12h00 : Nouvelle heure de bilan. Mareine m’a donné rendez-vous pour planifier le séjour chez « Mano a mano ». Mon agenda est vide, je dis oui à tout et j’en redemande. Mareine me plaît tout de suite, on se comprend très bien et quand les choses sont claires, on passe à autre chose.

14h00 : Déjeuner : au début je croyais que la cuisinière ne cuisinait que pour moi, en fait il y a aussi en terrasse une petite cantine plus calme le week-end. Mais comme je ne suis pas sortie de la maison depuis mon arrivée, je n’ai pas eu l’occasion de croiser cette clientèle. Mareine est dans son bureau, moi dans le mien (le salon tout entier d’où j’entends les bruits et les discussions de la maison).

18h00 : Je descends prendre un café, Olga est revenue et elle est déjà très active.

21h00 : J’avais raison, Raphaël était allé prendre l’air : son travail, qu’il ne m’a toujours pas expliqué, + Anomaliques ++++ en plus il est gémeaux, alors faut pas trop l’énerver. Allez tout va bien on se calme, le week-end était bien requinquant pour tout le monde, maintenant au lit : demain, ça commence.

Lundi 1er Août 2011 LIMA

7h00 : Hop, deux œufs, du riz et un café.

# Consigne 1
Recopiez telles quelles les lignes des entrées, en partant de la ligne qui contient « target: black shoulder strap » et en allant jusqu'à la dernière ligne des entrées, ces deux bornes incluses.

[Enregistrements du jeu de données]
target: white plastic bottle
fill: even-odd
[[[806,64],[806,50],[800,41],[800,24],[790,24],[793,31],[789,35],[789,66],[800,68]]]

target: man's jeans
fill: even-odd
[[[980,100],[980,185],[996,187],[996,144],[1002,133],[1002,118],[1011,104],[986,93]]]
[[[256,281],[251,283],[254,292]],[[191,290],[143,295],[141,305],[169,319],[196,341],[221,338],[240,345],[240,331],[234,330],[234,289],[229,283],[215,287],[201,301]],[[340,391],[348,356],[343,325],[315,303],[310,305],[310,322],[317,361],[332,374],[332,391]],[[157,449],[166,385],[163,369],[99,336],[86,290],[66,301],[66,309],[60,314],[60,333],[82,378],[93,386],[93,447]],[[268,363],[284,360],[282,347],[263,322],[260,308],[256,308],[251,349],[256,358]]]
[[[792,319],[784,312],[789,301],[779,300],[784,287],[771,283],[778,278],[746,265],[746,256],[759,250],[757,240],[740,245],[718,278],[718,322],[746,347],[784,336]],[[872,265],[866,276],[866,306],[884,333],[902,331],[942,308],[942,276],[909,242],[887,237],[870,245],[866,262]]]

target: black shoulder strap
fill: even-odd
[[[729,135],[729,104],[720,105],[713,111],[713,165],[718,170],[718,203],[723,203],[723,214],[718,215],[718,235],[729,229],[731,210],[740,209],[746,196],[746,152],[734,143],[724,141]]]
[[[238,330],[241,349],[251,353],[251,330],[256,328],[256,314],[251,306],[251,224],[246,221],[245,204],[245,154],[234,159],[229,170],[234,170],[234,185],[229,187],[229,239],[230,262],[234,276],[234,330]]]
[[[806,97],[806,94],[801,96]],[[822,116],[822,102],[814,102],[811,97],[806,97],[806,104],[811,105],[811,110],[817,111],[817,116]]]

# Consigne 2
Relevez, s'il vous plaît, toutes les heures qui ouvrent les paragraphes du journal.

# Résultat 1
target: black shoulder strap
fill: even-odd
[[[729,135],[729,104],[720,105],[713,111],[713,165],[718,170],[718,203],[723,203],[723,214],[718,215],[718,235],[729,229],[731,210],[740,209],[746,196],[746,152],[734,143],[724,141]]]
[[[238,330],[241,349],[251,353],[251,330],[256,328],[256,314],[251,306],[251,224],[246,221],[245,204],[245,154],[234,159],[229,170],[234,170],[234,185],[229,187],[229,239],[230,262],[234,276],[234,330]]]
[[[806,97],[806,94],[801,96]],[[822,116],[822,102],[814,102],[811,97],[806,97],[806,104],[811,105],[811,110],[817,111],[817,116]]]

# Résultat 2
12h00, 14h00, 18h00, 21h00, 7h00